Object point labels
--- START ---
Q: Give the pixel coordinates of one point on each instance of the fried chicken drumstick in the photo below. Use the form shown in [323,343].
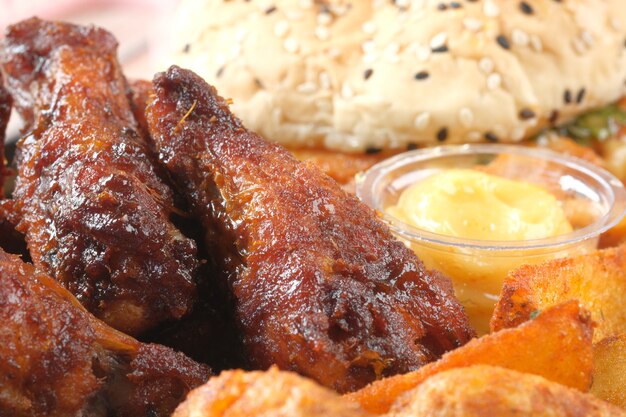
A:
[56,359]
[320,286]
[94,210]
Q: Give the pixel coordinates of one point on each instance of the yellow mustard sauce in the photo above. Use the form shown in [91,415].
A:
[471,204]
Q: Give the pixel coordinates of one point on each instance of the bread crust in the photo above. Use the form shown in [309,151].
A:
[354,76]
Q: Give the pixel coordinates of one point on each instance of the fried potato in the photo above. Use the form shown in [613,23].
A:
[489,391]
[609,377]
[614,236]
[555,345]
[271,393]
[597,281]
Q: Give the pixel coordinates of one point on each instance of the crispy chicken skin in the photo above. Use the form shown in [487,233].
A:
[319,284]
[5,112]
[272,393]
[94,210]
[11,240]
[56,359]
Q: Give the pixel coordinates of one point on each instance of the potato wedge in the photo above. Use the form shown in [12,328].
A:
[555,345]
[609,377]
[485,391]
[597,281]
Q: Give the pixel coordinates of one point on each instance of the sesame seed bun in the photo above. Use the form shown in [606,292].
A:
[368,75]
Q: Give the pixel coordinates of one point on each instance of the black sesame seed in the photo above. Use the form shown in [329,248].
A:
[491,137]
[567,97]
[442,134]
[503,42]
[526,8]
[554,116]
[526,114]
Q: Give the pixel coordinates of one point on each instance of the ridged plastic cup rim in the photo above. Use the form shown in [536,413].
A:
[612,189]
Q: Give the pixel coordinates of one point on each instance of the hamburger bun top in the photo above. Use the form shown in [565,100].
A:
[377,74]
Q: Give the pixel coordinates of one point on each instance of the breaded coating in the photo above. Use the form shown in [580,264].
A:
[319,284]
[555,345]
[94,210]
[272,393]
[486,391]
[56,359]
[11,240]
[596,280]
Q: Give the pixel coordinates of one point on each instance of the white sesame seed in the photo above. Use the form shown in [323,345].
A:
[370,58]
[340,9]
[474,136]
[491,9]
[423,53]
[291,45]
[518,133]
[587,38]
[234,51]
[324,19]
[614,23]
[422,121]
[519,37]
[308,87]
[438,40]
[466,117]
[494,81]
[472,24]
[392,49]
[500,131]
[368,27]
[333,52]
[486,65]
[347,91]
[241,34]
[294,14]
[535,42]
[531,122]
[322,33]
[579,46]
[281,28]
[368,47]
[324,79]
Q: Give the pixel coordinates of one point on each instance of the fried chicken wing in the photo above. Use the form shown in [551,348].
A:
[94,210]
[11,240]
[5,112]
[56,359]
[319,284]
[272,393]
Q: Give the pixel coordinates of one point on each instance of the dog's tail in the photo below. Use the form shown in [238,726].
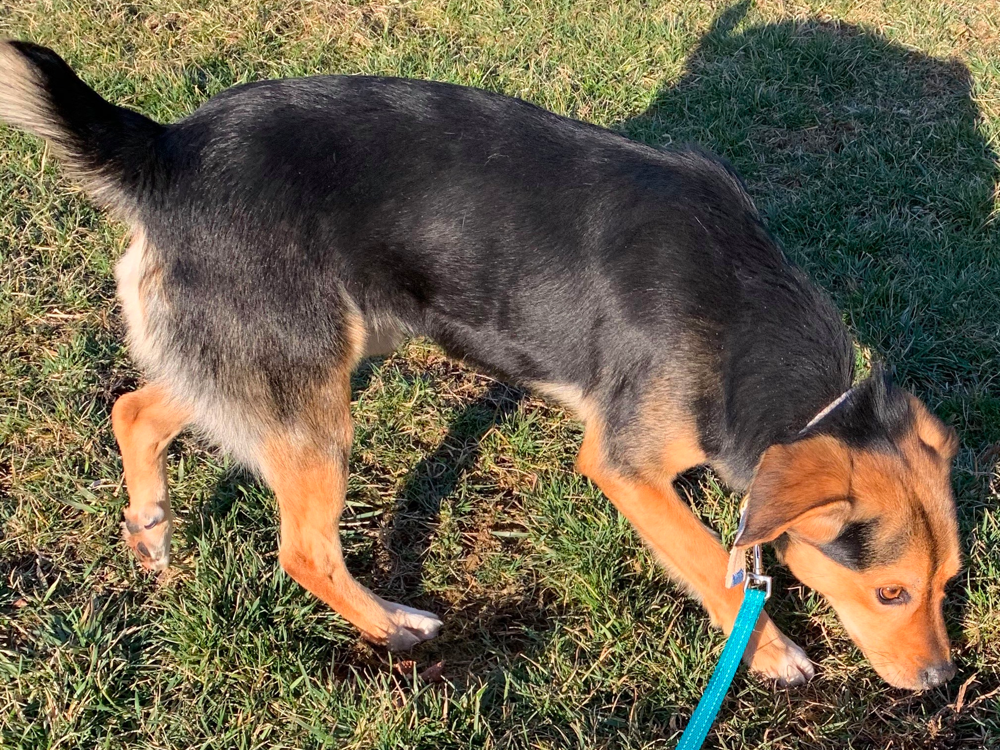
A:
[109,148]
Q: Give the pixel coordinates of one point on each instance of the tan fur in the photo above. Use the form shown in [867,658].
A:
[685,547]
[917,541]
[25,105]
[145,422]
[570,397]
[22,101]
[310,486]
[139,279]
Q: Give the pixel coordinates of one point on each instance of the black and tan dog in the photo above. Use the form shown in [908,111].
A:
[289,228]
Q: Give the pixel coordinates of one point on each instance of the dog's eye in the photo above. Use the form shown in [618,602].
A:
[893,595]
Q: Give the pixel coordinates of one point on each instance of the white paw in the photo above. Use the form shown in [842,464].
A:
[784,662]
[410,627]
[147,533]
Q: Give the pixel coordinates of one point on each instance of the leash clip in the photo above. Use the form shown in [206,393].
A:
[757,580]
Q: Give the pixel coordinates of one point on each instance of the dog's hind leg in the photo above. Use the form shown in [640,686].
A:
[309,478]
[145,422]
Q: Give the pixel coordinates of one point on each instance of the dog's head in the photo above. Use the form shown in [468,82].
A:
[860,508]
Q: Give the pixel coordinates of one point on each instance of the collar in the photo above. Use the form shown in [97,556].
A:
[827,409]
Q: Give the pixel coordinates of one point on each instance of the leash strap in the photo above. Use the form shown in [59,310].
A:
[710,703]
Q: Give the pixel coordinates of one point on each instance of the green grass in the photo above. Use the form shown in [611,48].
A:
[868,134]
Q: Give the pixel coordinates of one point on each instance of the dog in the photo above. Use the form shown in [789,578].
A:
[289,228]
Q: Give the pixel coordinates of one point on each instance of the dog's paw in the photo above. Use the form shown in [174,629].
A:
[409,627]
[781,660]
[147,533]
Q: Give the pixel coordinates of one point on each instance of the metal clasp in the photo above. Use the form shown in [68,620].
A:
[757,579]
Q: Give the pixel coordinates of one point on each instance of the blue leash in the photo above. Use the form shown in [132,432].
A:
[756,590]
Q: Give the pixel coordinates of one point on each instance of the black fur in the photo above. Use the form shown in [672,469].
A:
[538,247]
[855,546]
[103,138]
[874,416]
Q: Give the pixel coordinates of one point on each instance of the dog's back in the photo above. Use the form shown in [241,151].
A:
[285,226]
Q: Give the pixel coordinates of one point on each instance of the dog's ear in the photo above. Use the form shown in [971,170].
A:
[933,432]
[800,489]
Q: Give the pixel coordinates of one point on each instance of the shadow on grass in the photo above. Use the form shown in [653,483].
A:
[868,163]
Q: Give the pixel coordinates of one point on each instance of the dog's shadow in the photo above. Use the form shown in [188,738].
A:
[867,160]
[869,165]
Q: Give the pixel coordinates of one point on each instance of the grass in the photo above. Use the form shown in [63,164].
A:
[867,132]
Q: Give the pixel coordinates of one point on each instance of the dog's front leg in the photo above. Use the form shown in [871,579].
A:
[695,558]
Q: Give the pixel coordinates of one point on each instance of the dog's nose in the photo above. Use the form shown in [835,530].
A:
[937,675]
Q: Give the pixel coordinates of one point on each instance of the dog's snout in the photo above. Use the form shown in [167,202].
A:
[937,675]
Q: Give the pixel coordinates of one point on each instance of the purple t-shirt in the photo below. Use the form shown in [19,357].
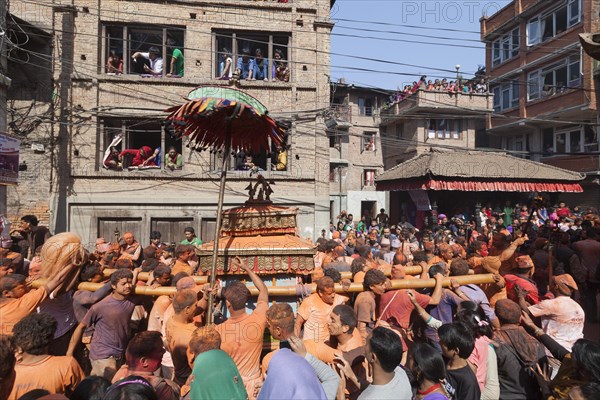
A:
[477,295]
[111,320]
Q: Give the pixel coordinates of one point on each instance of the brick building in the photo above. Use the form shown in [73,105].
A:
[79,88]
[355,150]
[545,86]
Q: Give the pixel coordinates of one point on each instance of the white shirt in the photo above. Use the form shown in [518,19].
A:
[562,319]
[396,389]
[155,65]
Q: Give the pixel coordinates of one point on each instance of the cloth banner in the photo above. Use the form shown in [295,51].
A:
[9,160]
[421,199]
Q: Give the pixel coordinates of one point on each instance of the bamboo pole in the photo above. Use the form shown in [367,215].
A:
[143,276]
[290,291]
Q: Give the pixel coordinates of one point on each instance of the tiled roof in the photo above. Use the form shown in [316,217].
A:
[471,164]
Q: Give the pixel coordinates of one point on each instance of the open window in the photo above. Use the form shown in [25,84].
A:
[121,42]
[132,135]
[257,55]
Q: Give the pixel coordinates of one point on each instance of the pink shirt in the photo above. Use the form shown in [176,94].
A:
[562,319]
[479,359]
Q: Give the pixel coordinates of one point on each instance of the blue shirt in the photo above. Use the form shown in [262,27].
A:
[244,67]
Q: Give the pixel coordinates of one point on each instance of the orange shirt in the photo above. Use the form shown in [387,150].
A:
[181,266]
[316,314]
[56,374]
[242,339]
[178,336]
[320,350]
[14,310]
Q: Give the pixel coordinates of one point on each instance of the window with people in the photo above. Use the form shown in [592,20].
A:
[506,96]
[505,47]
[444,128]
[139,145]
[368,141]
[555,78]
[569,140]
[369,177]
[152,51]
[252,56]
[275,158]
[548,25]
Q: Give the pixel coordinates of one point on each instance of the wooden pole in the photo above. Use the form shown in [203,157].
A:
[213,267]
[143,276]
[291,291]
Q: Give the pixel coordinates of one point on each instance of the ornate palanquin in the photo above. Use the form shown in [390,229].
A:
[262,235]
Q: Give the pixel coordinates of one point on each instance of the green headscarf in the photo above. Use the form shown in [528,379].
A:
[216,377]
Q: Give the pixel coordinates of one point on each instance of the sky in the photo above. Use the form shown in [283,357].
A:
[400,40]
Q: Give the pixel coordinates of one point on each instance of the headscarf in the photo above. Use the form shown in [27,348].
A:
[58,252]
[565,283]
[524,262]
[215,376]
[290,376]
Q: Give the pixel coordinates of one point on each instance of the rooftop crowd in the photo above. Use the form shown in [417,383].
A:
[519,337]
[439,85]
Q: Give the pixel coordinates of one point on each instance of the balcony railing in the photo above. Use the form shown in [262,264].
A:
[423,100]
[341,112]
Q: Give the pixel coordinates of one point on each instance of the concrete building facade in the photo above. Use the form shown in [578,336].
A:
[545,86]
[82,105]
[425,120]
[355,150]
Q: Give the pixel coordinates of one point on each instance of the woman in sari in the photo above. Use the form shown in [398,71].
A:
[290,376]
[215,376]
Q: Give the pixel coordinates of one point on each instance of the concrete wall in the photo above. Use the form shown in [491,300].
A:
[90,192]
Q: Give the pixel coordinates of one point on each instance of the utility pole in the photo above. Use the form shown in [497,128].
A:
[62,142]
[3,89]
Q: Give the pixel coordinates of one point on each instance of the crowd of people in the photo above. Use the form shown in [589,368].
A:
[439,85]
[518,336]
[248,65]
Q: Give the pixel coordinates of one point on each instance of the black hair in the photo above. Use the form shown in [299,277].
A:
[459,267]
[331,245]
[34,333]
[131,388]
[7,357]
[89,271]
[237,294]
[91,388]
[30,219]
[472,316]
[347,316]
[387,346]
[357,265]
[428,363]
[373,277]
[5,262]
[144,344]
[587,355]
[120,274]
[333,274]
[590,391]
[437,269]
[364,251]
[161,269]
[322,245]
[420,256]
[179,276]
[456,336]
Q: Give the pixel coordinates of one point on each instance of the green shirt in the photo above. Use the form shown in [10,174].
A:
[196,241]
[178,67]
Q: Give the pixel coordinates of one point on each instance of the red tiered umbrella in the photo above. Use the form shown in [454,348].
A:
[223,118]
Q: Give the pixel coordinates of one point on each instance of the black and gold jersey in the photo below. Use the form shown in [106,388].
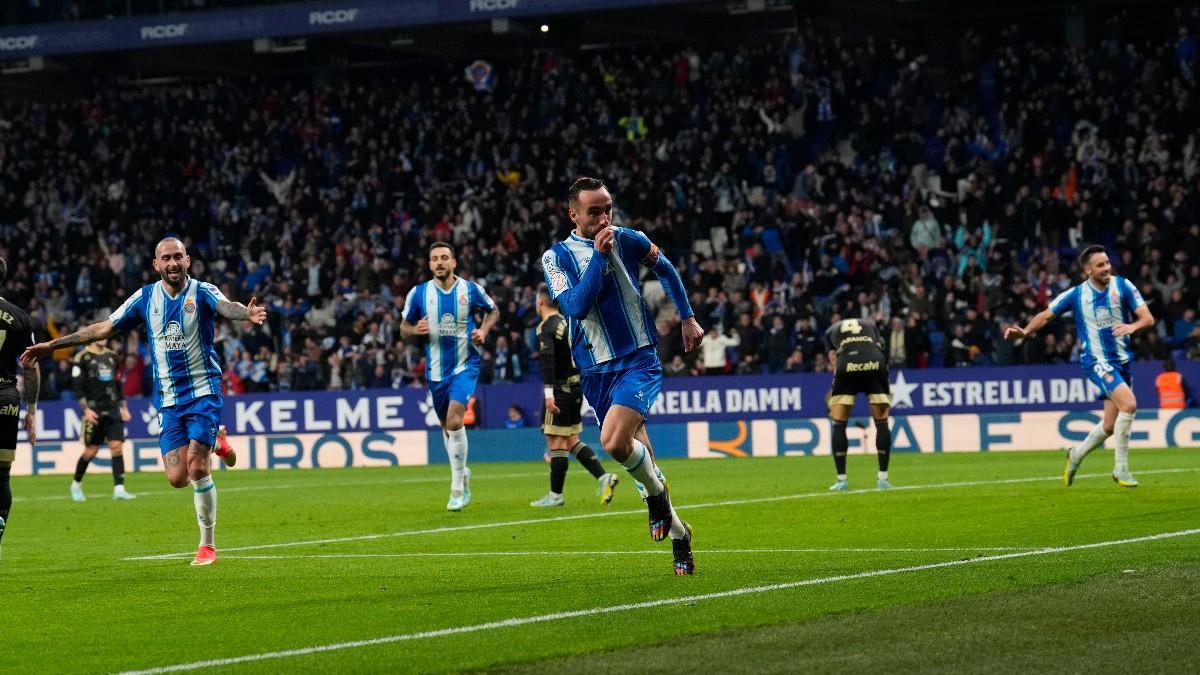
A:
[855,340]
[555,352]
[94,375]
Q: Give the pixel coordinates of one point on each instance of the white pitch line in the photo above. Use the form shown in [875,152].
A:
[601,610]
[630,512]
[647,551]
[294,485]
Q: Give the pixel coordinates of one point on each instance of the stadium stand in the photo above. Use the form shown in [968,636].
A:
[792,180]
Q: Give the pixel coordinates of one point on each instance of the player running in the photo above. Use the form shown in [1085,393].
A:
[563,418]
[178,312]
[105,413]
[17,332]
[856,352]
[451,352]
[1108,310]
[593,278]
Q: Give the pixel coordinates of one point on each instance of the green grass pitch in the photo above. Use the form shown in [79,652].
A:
--- END ---
**Exercise:**
Each line from the one bearing "shown in [491,300]." through the final line of the records is to be copied exactly, and no pictures are to be included.

**Answer for the task:**
Q: Give the pixel coordinates of one point on each instance of the concrete wall in the photo above. Use the form shown in [491,300].
A:
[90,192]
Q: Give the pixel coordinates of one point on each instance of the utility pole in the photo above. Use the form shown in [497,128].
A:
[62,142]
[3,89]
Q: Give the pixel coordinates of one point on each instance of the crowd of people in the photo above. Use the form shown in [589,368].
A:
[439,85]
[518,336]
[248,65]
Q: Give the pixel coordinates of one point on each instance of the black hair in the photo above. Use the form shown in [299,277].
A:
[459,267]
[331,245]
[34,333]
[131,388]
[7,357]
[89,271]
[237,294]
[91,388]
[30,219]
[472,316]
[347,316]
[387,346]
[357,265]
[428,363]
[373,277]
[5,262]
[144,344]
[587,355]
[120,274]
[333,274]
[590,391]
[437,269]
[364,251]
[161,269]
[322,245]
[420,256]
[179,276]
[456,336]
Q: Give the pixel coordinates of one point on each instance of the green shirt in the photo above. Use the form shown in [10,174].
A:
[196,241]
[178,67]
Q: Give the pixel coordinates of one point on each instance of the red tiered umbrella in the photo above. Use the form shown in [454,348].
A:
[223,118]
Q: Give the pixel coordinates of one point on each instance of the black and gold jersey in the photo below. Use the form shown in [106,388].
A:
[855,340]
[555,352]
[94,375]
Q: Give the pixel coordinates of one point on each instance of the white pitch line in the photo above. Use the form shown in [875,152].
A:
[601,610]
[630,512]
[647,551]
[294,485]
Q: Give the pixel coordinates of one point on each instance of the stadium stand in the photo above. Use the form shown in [968,636].
A:
[792,180]
Q: Give the pixel coordinates of one point on each instance of the player running in the photo above. Use the form shown in [1085,393].
A:
[563,418]
[178,312]
[105,413]
[17,332]
[856,352]
[451,352]
[1108,310]
[593,278]
Q: Give the pixel coordinates of one point on each instance of the green grass pitch in the photo above. Use the form shown in [79,652].
A:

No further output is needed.